## Exercise description
Reproduce the listing below, substituting "blue emergency light" for every occurrence of "red emergency light" and leaving everything else unchanged.

## Listed entries
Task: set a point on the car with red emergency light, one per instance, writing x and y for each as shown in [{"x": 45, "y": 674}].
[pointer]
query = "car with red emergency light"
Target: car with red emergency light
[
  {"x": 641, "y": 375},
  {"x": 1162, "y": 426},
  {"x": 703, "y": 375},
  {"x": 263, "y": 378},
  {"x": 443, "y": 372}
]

## Finished task
Task: set a point on the car with blue emergency light, one per instance, writing x and y for each as shown in [{"x": 45, "y": 674}].
[pointer]
query = "car with blue emergency light"
Target: car with blue emergency light
[
  {"x": 641, "y": 375},
  {"x": 1162, "y": 426},
  {"x": 703, "y": 375},
  {"x": 263, "y": 378},
  {"x": 443, "y": 372}
]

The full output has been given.